_Qué hacer_.
a) ¿En qué lugar fueron beatificados los tres misioneros, según el texto sobre el beato Juan Alonso?
b) Escribe la continuación del texto sobre el beato Juan Alonso a partir de su última oración.

_Pasaje seleccionado_.
>>

Queridos familiares del Beato Juan Alonso, Padre Provincial y religiosos Misioneros del Sagrado Corazón, Sr. Vicario General de nuestra Archidiócesis, hermanos sacerdotes y diáconos, hermanos todos: el Señor os conceda siempre tener la paz en vuestro corazón y que vuestros pies surquen los caminos del bien.
Tenemos los cristianos una curiosa redundancia a la hora de celebrar lo más grande y hermoso en nuestra vida: que lo hacemos dando gracias con la Eucaristía, palabra que significa precisamente agradecer la buena gracia al Señor Dios que nos la regala. Hoy tenemos una cita especial en nuestra Catedral de Oviedo con este motivo: junto al don de Jesucristo que entregó redentoramente su vida por nosotros, por nuestra salvación, está el don de los hermanos que la Iglesia nos propone como ejemplo en quienes mirarnos y como compañía en nuestras andaduras variadas.
En Santa Cruz de El Quiché (Guatemala), el pasado 23 de abril eran beatificados tres misioneros de la Congregación del Sagrado Corazón junto a siete laicos indígenas bien comprometidos con las comunidades cristianas en la formación católica y la promoción social. En ese grupo de mártires estaba el beato Juan Alonso. La alegría que tantos sentimos, se hizo emoción agradecida al Papa Francisco por habernos señalado a este querido hermano contemporáneo como una compañía que nos ayudará a escribir la página de nuestra historia que la Providencia divina nos ha querido confiar.
Los santos no son un adorno prescindible; ni un suplemento al Dios infinito o una merma que eclipsa su gloria. Los santos no añaden algo al evangelio, como si éste fuera incompleto; no agregan palabras que no han sido ya pronunciadas por los labios del Maestro; no construyen una ciudad o una casa que no haya sido levantada y edificada ya por Jesucristo. Lo que hacen los santos es repararlas o volver a abrirlas cuando se han deteriorado o cerrado, nos ponen en salida con toda la Iglesia para ir en búsqueda de aquellos que se han marchado, o facilitar el camino para que estrenen su adentramiento aquellos que nunca han estado. Un santo es siempre el recordatorio de una palabra que ya se ha dicho anteriormente, y el reestreno de una belleza que ya ha sido mostrada. Por eso no añaden ni apostillan sino sencillamente recuerdan cuando las hemos olvidado o tal vez traicionado. Dios nos regala a los santos como una compañía. Una compañía que no suple nuestra libertad, pero sí que la puede despertar, de manera que pueda latir de nuevo nuestro corazón con ese pálpito que nos viene con la gracia del buen Dios.

<<

_Material proporcionado_.
>>

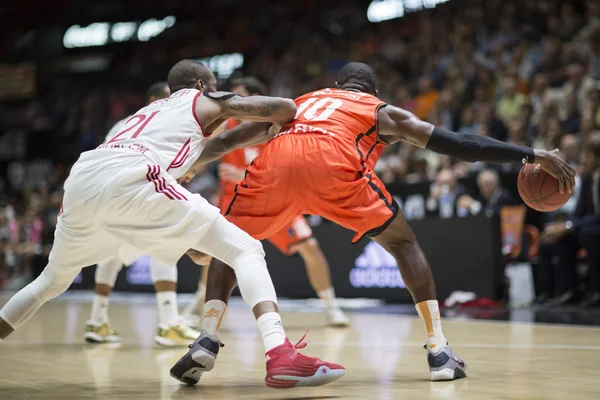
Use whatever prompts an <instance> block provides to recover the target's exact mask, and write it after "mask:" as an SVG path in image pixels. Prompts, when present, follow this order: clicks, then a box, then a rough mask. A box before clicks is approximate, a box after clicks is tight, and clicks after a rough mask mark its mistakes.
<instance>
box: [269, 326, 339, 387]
mask: <svg viewBox="0 0 600 400" xmlns="http://www.w3.org/2000/svg"><path fill="white" fill-rule="evenodd" d="M305 336H306V334H305V335H304V336H302V339H300V341H299V342H298V343H297V344H296V345H292V344H291V343H290V341H289V340H288V339H285V343H284V344H282V345H281V346H277V347H275V348H274V349H271V350H270V351H268V352H267V376H266V377H265V382H266V384H267V386H269V387H272V388H275V389H289V388H293V387H298V386H321V385H325V384H327V383H330V382H333V381H335V380H336V379H339V378H341V377H342V376H344V375H345V374H346V370H345V369H344V367H342V366H341V365H338V364H333V363H328V362H325V361H321V360H319V359H318V358H316V357H309V356H305V355H304V354H301V353H299V352H298V351H297V349H303V348H304V347H306V343H305V342H302V340H304V337H305Z"/></svg>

<<

_Respuestas a continuación_.
a) En Santa Cruz de El Quiché (Guatemala).

b)
La santidad cotidiana en la vida real es consentir que Dios en nosotros haga el bien en medio de tantos males; que grite su paz cuando la violencia nos diezma y destruye de tantos modos; que anuncie su gracia cuando la esperanza suena a quimera extraña e irreal. Y por eso es un regalo más grande que nosotros mismos que bendice a quienes lo contemplan, y devuelve la paz a sus corazones, la esperanza a sus miradas, y hace posible que en una comunión real nos descubramos como hermanos.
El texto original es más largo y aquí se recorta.